TASK TO CARRY OUT
Pull out every line in the rows below that contains the word "gray", and copy each one.

MATERIAL PROVIDED
-*-

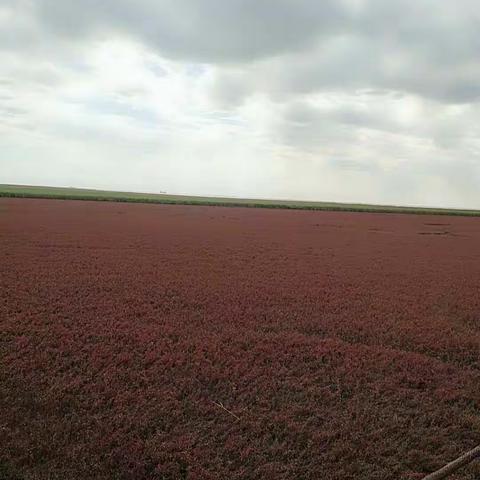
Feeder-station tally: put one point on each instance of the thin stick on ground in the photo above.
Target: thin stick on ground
(455, 465)
(226, 409)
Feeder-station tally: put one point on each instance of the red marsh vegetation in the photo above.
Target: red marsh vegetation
(185, 342)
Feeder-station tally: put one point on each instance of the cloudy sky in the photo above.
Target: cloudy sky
(374, 101)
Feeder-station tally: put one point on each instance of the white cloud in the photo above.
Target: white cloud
(353, 100)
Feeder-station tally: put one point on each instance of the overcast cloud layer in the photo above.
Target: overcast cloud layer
(374, 101)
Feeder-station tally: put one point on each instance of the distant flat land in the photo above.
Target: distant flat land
(174, 342)
(28, 191)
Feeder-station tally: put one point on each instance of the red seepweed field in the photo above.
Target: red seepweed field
(186, 342)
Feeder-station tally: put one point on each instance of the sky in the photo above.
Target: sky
(372, 101)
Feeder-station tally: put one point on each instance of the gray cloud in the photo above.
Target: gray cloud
(208, 31)
(355, 100)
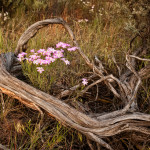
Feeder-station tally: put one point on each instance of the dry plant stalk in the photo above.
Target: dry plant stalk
(95, 128)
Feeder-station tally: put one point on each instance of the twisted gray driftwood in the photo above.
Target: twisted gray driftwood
(95, 127)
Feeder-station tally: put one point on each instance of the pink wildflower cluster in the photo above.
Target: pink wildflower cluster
(46, 57)
(84, 81)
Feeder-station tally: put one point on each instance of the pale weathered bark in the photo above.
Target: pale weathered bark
(96, 126)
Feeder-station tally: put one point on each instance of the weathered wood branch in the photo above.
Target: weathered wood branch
(95, 128)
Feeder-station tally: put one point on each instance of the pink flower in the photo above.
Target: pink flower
(58, 54)
(21, 56)
(33, 57)
(84, 81)
(63, 45)
(41, 51)
(32, 51)
(51, 50)
(72, 49)
(40, 69)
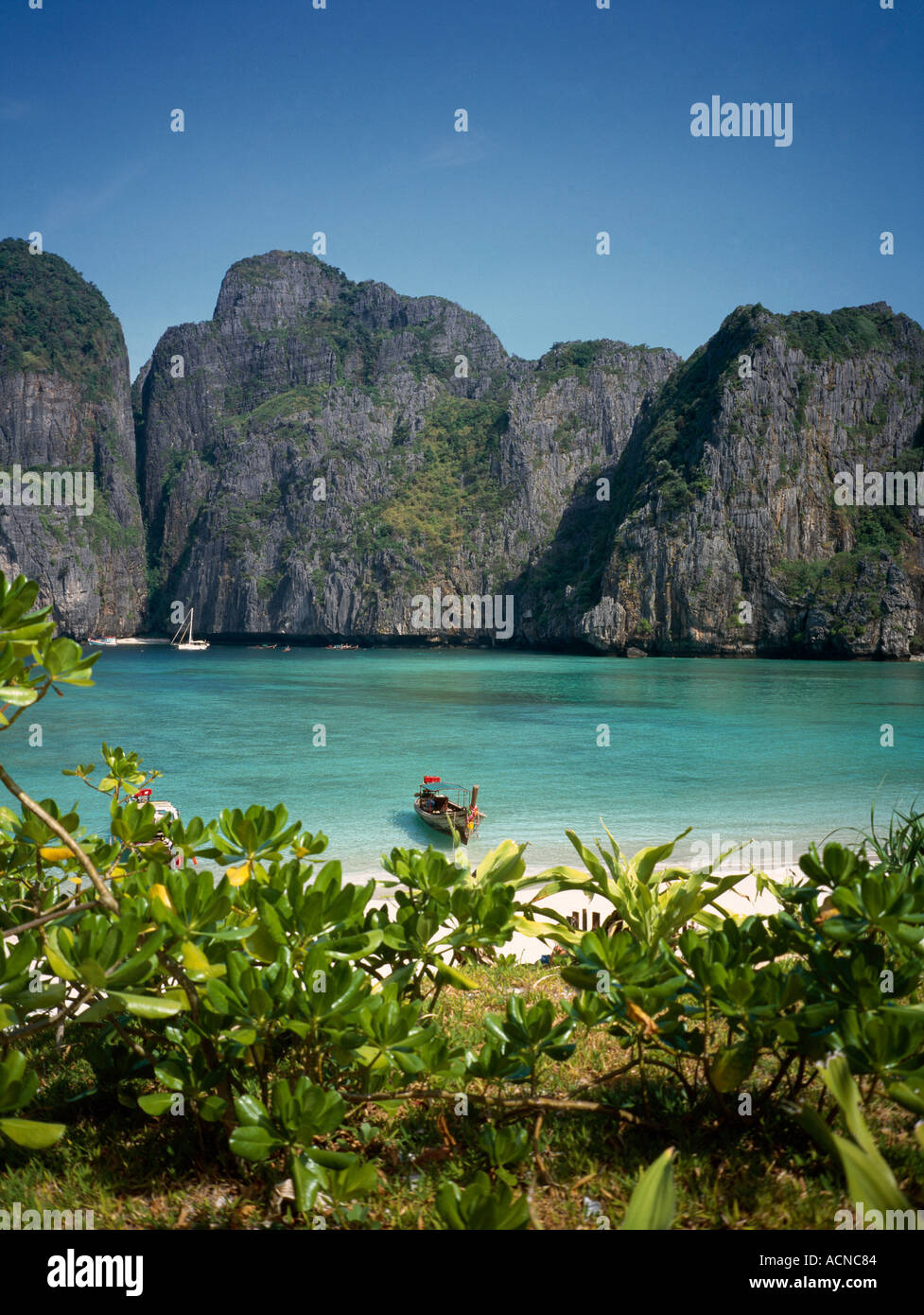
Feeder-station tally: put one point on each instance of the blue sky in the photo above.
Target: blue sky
(342, 120)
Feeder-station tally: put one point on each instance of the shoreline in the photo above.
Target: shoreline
(741, 901)
(434, 643)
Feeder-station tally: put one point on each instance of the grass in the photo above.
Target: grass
(134, 1172)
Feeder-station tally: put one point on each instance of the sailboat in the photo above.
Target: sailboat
(183, 638)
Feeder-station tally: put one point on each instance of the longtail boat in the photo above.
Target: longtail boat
(448, 808)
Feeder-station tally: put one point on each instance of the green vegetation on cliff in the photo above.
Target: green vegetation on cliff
(455, 482)
(54, 321)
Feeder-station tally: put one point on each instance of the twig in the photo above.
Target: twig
(107, 899)
(50, 917)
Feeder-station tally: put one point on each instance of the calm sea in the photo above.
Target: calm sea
(778, 751)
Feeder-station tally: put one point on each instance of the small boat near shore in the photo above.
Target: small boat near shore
(459, 815)
(184, 640)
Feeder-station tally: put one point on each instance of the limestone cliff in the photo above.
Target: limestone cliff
(323, 451)
(64, 408)
(724, 535)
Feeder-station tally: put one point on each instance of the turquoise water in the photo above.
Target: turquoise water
(779, 751)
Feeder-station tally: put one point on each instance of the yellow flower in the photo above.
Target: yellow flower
(161, 893)
(56, 852)
(236, 876)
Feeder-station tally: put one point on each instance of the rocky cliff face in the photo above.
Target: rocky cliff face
(321, 454)
(323, 451)
(64, 409)
(724, 535)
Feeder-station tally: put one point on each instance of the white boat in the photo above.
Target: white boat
(184, 640)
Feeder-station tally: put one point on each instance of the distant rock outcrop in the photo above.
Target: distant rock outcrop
(321, 452)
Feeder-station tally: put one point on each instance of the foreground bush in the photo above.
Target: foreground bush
(277, 1005)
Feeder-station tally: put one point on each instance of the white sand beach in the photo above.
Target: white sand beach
(741, 901)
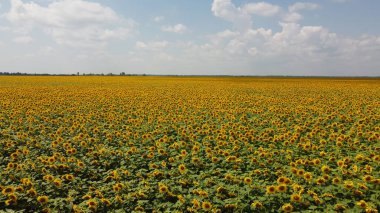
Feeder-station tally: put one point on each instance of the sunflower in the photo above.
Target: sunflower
(163, 188)
(69, 177)
(340, 207)
(196, 203)
(248, 180)
(32, 192)
(206, 206)
(270, 189)
(367, 178)
(281, 188)
(362, 204)
(296, 198)
(8, 190)
(139, 209)
(308, 176)
(43, 199)
(9, 202)
(336, 180)
(325, 169)
(257, 205)
(12, 197)
(287, 207)
(348, 184)
(182, 168)
(281, 180)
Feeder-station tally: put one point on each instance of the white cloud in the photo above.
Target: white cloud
(158, 18)
(261, 9)
(71, 22)
(151, 46)
(340, 1)
(242, 17)
(294, 15)
(23, 40)
(303, 6)
(178, 28)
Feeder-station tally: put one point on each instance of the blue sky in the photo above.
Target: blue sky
(229, 37)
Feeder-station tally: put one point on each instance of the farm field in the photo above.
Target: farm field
(189, 144)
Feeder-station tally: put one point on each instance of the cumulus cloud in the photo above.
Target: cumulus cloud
(261, 9)
(71, 22)
(294, 10)
(178, 28)
(151, 46)
(242, 16)
(158, 18)
(23, 40)
(303, 6)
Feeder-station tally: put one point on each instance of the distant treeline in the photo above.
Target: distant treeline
(128, 74)
(77, 74)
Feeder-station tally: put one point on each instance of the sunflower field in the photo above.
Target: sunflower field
(189, 144)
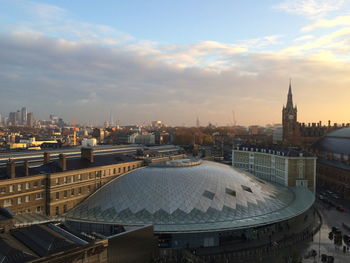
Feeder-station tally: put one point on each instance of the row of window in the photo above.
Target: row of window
(72, 192)
(95, 174)
(38, 209)
(22, 199)
(20, 187)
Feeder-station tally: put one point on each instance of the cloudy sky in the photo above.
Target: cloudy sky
(176, 60)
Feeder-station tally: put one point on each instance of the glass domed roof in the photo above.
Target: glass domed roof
(196, 196)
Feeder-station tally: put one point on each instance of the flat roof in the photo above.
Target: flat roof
(289, 152)
(72, 164)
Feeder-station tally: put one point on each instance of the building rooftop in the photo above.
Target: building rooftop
(32, 242)
(334, 163)
(289, 152)
(336, 142)
(72, 164)
(203, 196)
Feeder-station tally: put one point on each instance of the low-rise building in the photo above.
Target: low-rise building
(288, 167)
(55, 187)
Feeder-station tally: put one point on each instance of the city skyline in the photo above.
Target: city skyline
(66, 58)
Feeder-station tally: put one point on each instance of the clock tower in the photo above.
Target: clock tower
(289, 118)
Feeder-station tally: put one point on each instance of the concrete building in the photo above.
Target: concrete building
(30, 119)
(24, 116)
(333, 163)
(139, 138)
(287, 167)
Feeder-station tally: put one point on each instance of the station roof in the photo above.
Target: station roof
(192, 197)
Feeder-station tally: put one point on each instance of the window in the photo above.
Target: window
(208, 194)
(246, 188)
(230, 192)
(7, 202)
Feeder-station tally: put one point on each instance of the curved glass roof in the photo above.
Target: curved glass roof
(204, 197)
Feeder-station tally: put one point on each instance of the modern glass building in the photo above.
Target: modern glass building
(191, 203)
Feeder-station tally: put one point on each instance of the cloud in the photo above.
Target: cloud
(327, 23)
(303, 38)
(55, 63)
(85, 80)
(310, 8)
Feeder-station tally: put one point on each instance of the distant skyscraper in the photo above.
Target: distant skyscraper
(30, 119)
(24, 116)
(18, 117)
(12, 119)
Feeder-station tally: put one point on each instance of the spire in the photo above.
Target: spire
(290, 96)
(290, 87)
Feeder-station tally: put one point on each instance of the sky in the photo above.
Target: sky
(176, 60)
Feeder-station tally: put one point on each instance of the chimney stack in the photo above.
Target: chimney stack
(46, 157)
(11, 169)
(26, 168)
(62, 162)
(87, 154)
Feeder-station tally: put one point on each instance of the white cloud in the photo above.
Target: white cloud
(327, 23)
(310, 8)
(89, 81)
(303, 38)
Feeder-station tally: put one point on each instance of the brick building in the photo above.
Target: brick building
(301, 134)
(288, 167)
(333, 164)
(55, 187)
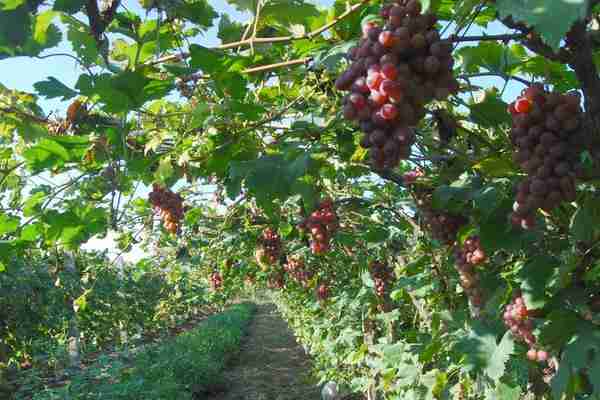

-*-

RESULT OF THE EXERCISE
Feeder-station tally: put one point on each instance of the gray cloud in the photo above.
Target: gray cloud
Feeder-station tally: put one point on each instance of the twisted gray driftwood in the photo above.
Target: twisted gray driftwood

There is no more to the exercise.